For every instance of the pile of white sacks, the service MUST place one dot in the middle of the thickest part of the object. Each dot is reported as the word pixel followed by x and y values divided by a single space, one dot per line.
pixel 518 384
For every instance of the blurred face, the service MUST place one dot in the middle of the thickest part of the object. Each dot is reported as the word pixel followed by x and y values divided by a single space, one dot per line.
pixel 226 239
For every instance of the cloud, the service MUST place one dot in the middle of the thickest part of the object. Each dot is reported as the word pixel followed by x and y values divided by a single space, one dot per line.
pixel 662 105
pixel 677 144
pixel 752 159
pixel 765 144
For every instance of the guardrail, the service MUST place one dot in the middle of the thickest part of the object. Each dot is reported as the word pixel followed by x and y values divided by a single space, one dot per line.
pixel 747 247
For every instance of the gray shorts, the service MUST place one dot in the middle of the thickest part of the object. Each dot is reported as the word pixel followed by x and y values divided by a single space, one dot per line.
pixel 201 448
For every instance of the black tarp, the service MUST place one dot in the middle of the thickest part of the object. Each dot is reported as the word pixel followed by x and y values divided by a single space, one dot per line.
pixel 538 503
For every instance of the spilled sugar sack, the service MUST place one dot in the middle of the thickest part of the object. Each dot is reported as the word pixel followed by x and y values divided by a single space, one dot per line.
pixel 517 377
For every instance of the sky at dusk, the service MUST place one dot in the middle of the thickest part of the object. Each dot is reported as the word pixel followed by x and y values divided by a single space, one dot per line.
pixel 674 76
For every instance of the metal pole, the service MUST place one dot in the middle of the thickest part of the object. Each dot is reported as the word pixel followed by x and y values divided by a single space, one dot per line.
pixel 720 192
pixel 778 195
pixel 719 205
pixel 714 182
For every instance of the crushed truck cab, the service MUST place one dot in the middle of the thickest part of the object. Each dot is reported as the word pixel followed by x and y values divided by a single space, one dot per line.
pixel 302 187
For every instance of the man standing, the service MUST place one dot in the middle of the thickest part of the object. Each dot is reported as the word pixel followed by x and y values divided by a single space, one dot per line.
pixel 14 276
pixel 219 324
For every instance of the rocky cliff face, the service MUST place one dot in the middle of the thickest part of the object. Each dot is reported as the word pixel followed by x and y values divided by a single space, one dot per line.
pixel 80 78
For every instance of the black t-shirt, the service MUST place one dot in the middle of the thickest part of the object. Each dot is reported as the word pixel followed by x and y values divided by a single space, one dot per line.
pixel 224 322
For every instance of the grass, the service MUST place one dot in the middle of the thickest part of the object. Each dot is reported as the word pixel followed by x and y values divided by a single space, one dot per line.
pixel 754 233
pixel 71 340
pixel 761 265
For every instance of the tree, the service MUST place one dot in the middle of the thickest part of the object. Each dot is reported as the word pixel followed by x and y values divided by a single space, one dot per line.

__________________________________________________

Without changing anything, repeat the whole listing.

For every instance of the pile of white sacks, the service MUST place one dot in the middle of the thickest part of the object. Each dot is reported as the word pixel followed by x and y values divided by a single space, one dot per line.
pixel 518 384
For every instance of the blurred face, the service MUST place one dot in the middle of the thickest part of the object. Each dot is reported as the word pixel followed by x and y values divided by a single space, one dot per line.
pixel 226 239
For every instance of the cloud, the service MUST place one dot in the middle of the thickest part of the object. Each dot is reported as the word pixel followed by x and y values divided by a single space, one dot per line.
pixel 662 105
pixel 677 144
pixel 752 159
pixel 765 144
For every instance of the guardrail, the service MUST place one dot in the middle of the thickest part of the object. Each dot is reported as the word pixel followed by x and y values divided by a single space, one dot per line.
pixel 747 247
For every instance of the gray shorts, the service MUST place one dot in the middle of the thickest part of the object. Each dot is reported as the word pixel followed by x and y values divided by a single space, one dot per line.
pixel 201 448
For every instance of the black tarp, the service MUST place one dot in the middle of the thickest part of the object. Each dot is reported as the word pixel followed by x and y values divided by a single space, one dot per line.
pixel 538 503
For every instance of the spilled sugar sack, the service MUST place one dot in the middle of the thickest part of the object. Each dot is reported as the word pixel followed by x and y values divided by a single space, one dot per line.
pixel 517 377
For every instance of the sky at dusk, the service MUST place one dot in the middle of the thickest part of the object. Each dot is reported as the word pixel followed by x and y values divided by a single space, one dot per line.
pixel 674 76
For every instance of the metal pole, the service MUST place one dot in the middle of the thickest part of the object. Each dot is reported as the word pixel followed by x and y values divided by a single space, one dot per line.
pixel 720 192
pixel 778 195
pixel 719 205
pixel 714 182
For every instance of the crushed truck cab, the service MUST place one dot in the middle of the thickest part of the object. Each dot is reported as the word pixel followed by x and y values divided by a single space, one dot per line.
pixel 302 187
For every instance of the man standing, the service MUST place one dot in the middle of the thickest part of the object. Each dot is reported as the word pixel followed by x and y values divided by a single space, one dot per line.
pixel 14 276
pixel 219 324
For every instance of the rocky cliff face, the service MUST place one dot in the middle of the thickest part of the object. Each dot is reported as the word pixel followed by x and y values divided by a single space, one dot per line.
pixel 80 78
For every instance of the black t-shirt, the service MUST place one dot in the middle of the thickest part of the object. Each dot is reported as the word pixel followed by x and y values divided by a single space, one dot per line.
pixel 224 322
For every instance of the grass, the service MUST place one dot in the middle of the thickest part of the object. Each dot is reported as the word pixel followed by x and y values divided by a single space, one dot per line.
pixel 754 233
pixel 71 340
pixel 761 265
For every instance of the tree, the service MUST place one dot in the middle of the thickest part of the object. Each dot is reported as the word pixel followed by x and y values divided by a single space, one dot per line.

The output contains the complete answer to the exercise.